• [EXTRAIT PRÉSENTÉ]:
Le rebond de l'économie mondiale submergé par les vagues d'épidémie

La contraction de l’économie planétaire provoquée par la lutte contre la pandémie a été "d’une ampleur inédite" ont rappelé les économistes de Candriam en présentant leurs perspectives 2021. Si l'activité en Chine devrait rapidement retrouver son niveau d'avant crise, c'est loin d'être le cas pour les Etats-Unis et l'Europe.
Grégoire Normand
(Crédits : Reuters)

La pandémie a provoqué un effondrement vertigineux de l'économie mondiale. Les dernières projections de Candriam publiées ce jeudi 10 décembre montrent un décrochage violent du produit intérieur brut planétaire (PIB) avec une récession proche de 4% pour 2020. "L'économie mondiale vient de traverser un choc sans précédent. C'est un choc inédit depuis la Grande récession de 2008. Le FMI attend dans ses projections un niveau d'activité 6% plus bas qu'en 2019" a déclaré Anton Brender, chef économiste chez Candriam lors d'un point presse. La croissance n'est pas prête de retrouver sa trajectoire de 2019. Selon les calculs des économistes du gestionnaire d'actifs, la différence entre le scénario sans pandémie et le niveau actuel est d'environ 5,8%. La chute de l'activité a frappé tous les continents et la reprise promet d'être laborieuse avec des séquelles durables sur l'activité.

• [CONSIGNE A]: Résumez l'extrait en deux phrases.
• [CONSIGNE B]: Transcrivez fidèlement le passage de l'extrait qui va de « La contraction de » à « Etats-Unis et l'Europe. ».

• [JEU DE DONNÉES]:
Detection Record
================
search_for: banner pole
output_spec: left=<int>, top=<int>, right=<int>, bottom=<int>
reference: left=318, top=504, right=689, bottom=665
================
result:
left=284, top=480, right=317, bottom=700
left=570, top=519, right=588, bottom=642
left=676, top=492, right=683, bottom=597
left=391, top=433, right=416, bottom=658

• [RÉPONSE A]: D'après les projections de Candriam publiées le 10 décembre, la pandémie a provoqué une récession mondiale proche de 4 % en 2020, un choc présenté comme inédit depuis la Grande récession de 2008. Si l'activité en Chine devrait rapidement retrouver son niveau d'avant crise, il en va tout autrement pour les États-Unis et l'Europe, et la reprise s'annonce laborieuse, avec des séquelles durables sur l'activité.

• [RÉPONSE B]:
La contraction de l’économie planétaire provoquée par la lutte contre la pandémie a été "d’une ampleur inédite" ont rappelé les économistes de Candriam en présentant leurs perspectives 2021. Si l'activité en Chine devrait rapidement retrouver son niveau d'avant crise, c'est loin d'être le cas pour les Etats-Unis et l'Europe.